== Extracto del documento ==

Vos decís que sos principiante, pero se puede apreciar que no sabés nada de tecnicas analógicas y digitales, así que sería bueno que tomes un libro y vayas leyendo y estudiando, por que en caso contrario nos vamos a pasar el año intentando que enciendas un led.

Por otra parte, te aviso que el esquema que estas usando no es adecuado para encender un LED, por que la capacidad de corriente del switch analógico del CD4066/4016 es insuficiente para manejar los 10 miliamperes que requiere un LED para encender bien y es probable que termines dañando el chip si lo haces....pero quemando se aprende.

La resistencia de 820 ohms que he colado en serie con el LED es imprescindible que vaya puesta ahí y te va a limitar la corriente del LED a menos de 10 mA, pro que el switch analógico también tiene una cierta resistencia interna, que podes ver el valor en la hoja de datos, y que cambia a medida que cambia la tensión de alimentación del chip.

La resistencia de 100K a masa también es necesaria, ya que fija el potencial de la entrada de control del switch cuando el interruptor a Vcc está abierto. Sin ella, es probable que el LED quede siempre encendido o que destelle cuando el interruptor está abierto, debido a la impedancia de entrada de la pata de control.

Saludos!


----------



## vgarzom (Dic 15, 2009)

hola a todos espero que me puedan ayudar, estoy diseñando un dispositivo en el que preciso manejar el control remoto de un TV por medio de un PIC la cuestion es que el control basicamente activa los botones cortocircuitando ciertos pines, yo lo que quiero hacer es conectar esos dos pines a un CD4016 y al activar el habilitador, sean cortocircuitados y le hagan creer al control que se presionó el botón. Mi pregunta es, lo puedo hacer con el CD4016 o existe algo mas recomendable, les comento también que he intentado con el 4016 pero definitivamente no pasa nada, hice la conexión que muestra el amigo ezavalla donde basicamente a los pines 1 y 2 conectaba era los pines del control, pero nada pasa cuando presiono el boton. Otra cosa, en el data Sheet dice que puedo polarizar con 5V, lo que para mi sería muy bueno porque el pic es TTL, la pregunta es: que tan recomendable es polarizar con 5V o es mejor con 12V?, gracias por la ayuda que puedan prestar.


----------



## ruben_dj (Dic 20, 2009)

Hola. Al igual que tú he probado todos los circuitos que se publicaron arriba y ninguno me funcionó. Claro que cuando uno lo prueba en algun programa de simulación de circuitos sí funciona, pero cuando uno lo arma no resulta. Mira, buscando y buscando encontré este link http://www.doctronics.co.uk/4016.htm allí hay una imagen de un circuito de prueba con leds (mostrado abajo) que fue el único que a mí me funcionó.







Parece que son necesarias esas resistencias y sobre todo el condensador, pero lo que no entiendo mucho es cuál es su función.

Ahora respecto al voltaje, debes recordar que este switch CD4016 tiene una resistencia que varía respecto al voltaje que le suministres y a la temperatura. En la hoja de datos están esos datos para algunos voltajes. Me parece que mientras mayor es el voltaje menor es la resistencia. Ah y menor resistencia ofrece su hermano CD4066. Por lo tanto debes elegir el voltaje de acuerdo a lo que tu circuito requiera.

===
== Datos mostrados ==

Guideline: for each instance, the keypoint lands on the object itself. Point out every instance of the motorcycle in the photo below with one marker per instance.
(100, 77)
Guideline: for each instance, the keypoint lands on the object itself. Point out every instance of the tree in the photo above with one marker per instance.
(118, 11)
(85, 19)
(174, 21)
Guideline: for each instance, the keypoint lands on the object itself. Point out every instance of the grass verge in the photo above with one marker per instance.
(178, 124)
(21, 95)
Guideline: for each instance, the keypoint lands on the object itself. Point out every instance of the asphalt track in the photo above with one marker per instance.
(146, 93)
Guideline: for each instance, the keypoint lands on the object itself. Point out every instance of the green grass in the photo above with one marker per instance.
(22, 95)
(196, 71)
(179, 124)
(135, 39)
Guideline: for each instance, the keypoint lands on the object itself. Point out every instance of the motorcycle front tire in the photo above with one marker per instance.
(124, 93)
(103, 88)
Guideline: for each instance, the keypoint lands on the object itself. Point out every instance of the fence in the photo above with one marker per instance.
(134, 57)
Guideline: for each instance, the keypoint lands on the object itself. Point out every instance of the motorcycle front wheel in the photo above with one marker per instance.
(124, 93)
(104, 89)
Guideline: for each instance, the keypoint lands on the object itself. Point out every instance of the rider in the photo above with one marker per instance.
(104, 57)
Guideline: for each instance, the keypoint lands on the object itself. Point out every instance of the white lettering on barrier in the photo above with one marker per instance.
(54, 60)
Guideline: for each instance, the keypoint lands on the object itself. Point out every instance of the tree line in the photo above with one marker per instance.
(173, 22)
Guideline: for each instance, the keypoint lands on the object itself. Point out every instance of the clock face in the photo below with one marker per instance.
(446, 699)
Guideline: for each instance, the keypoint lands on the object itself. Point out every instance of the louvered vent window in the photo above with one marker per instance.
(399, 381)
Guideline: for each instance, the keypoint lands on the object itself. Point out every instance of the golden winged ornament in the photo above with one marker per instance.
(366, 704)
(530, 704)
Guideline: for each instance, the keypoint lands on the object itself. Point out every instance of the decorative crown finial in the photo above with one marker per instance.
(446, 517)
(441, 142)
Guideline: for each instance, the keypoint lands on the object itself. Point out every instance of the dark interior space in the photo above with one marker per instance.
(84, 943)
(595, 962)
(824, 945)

===

* _Consignas_
1 > Según el texto sobre el CD4016, ¿cuánta corriente requiere un LED para encender bien?
2 > Prolonga el texto sobre el CD4016 desde su última oración.

* _Respuestas_
1 > Requiere 10 miliamperes.

2 >
Espero haberte ayudado anuque sea un mínimo.

Saludos


----------



## vgarzom (Dic 22, 2009)

Hola Ruben gracias por responder, te comento que el problema ya lo había corregido y pues olvidé anunciarlo aquí, pero te agradezco mucho la respuesta, aprovecho para comentar que el circuito que muestras allí debe funcionar perfectamente, porque algo parecido fue lo que monté aunque no necesitaba las resistencias porque mi conexión no era hacia un interruptor sino hacía un microcontrolador, esa resistencia de 10K que se muestra se debe utilizar para que el CD vea tierra cuando el interruptor esté abierto y no vea un circuito abierto (es necesaria, porque el CD se deshabilita cuando se hace conexión a tierra, si no ve la tierra siempre se queda habilitado), la resistencia de 470 supongo que la utilizan para limitar la corriente que fluye hacia el LED y evitar que se queme (es de 470 porque tienen una fuente de 9V, si pones una de 5V con una R de 220 estaría bien) el capacitor no estoy seguro, supongo que es para eliminar el rizado que pueda tener la fuente de voltaje y hacerla mas DC pero no te aseguro nada. De nuevo agradezco por responder ahh y agrego el CD4016 si se puede polarizar con 5V, la verdad mi problema resultó ser que la protoboard tenía una línea rota y no estaba llegando la conexión a tierra hasta el integrado, solo lo descubrí haciendo muchas medidas y la verdad son los problemas que uno menos espera. gracias


----------



## palanis (May 13, 2010)

Estuve leyendo y vi que he hecho mal, prebe conectar el 4066 y la hice sin las R. Se quema el IC?

Gracias


----------



## matalcacer (Sep 16, 2010)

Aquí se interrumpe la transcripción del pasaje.